=== LISTED ENTRIES ===
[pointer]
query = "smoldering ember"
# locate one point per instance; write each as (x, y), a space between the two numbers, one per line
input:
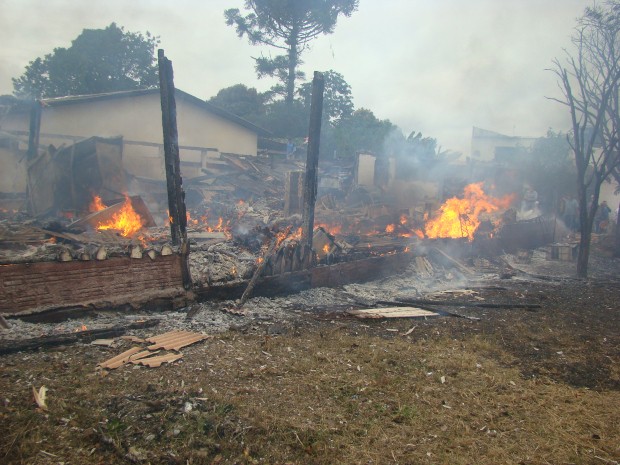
(179, 302)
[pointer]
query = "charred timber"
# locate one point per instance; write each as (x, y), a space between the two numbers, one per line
(312, 160)
(320, 276)
(174, 182)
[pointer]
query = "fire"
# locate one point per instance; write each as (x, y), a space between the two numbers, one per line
(461, 217)
(126, 220)
(96, 205)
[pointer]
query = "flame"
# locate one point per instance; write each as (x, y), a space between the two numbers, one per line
(96, 205)
(461, 217)
(190, 220)
(333, 229)
(126, 220)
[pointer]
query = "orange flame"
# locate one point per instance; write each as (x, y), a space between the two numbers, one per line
(126, 220)
(461, 217)
(96, 205)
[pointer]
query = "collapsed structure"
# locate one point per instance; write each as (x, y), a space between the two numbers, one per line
(114, 227)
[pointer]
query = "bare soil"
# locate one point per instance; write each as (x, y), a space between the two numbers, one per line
(526, 386)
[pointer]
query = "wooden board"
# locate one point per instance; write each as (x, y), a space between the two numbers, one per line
(392, 312)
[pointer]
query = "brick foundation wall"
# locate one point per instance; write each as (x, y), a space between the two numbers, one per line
(31, 287)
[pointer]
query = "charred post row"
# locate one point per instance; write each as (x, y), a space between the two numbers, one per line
(358, 233)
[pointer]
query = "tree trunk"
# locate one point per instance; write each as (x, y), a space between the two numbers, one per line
(617, 235)
(293, 58)
(312, 159)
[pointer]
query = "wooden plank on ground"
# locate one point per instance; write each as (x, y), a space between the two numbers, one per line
(392, 312)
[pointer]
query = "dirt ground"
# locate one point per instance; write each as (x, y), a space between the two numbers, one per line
(505, 385)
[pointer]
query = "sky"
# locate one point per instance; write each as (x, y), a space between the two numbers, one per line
(438, 67)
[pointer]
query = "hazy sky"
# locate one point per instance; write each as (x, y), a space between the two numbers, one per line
(436, 66)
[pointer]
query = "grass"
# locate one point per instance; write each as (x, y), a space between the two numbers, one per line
(333, 395)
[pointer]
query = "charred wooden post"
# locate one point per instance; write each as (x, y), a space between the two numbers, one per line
(174, 182)
(35, 129)
(312, 159)
(258, 272)
(293, 192)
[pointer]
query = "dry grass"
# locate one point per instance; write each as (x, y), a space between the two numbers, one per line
(331, 394)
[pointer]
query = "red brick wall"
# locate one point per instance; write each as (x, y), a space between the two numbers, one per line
(26, 287)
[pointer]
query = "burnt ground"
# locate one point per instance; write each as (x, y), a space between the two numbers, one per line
(297, 380)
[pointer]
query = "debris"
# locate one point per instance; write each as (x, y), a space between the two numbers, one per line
(3, 323)
(392, 312)
(136, 252)
(119, 360)
(40, 397)
(102, 253)
(103, 342)
(409, 331)
(37, 343)
(154, 362)
(175, 340)
(459, 265)
(259, 269)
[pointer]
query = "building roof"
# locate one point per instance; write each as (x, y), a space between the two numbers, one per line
(179, 95)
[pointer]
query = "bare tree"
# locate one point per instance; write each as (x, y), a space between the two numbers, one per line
(588, 79)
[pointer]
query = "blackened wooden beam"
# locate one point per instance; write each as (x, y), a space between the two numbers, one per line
(312, 159)
(174, 182)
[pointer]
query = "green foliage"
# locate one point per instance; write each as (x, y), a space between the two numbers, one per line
(337, 99)
(242, 101)
(362, 131)
(98, 60)
(549, 168)
(289, 26)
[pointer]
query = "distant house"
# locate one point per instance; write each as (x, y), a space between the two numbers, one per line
(205, 131)
(489, 146)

=== REQUIRED WORK ===
Count the lines in the data above that contain the string "brick", with case counting. Give only the number.

=== RESPONSE TO THIS TASK ===
2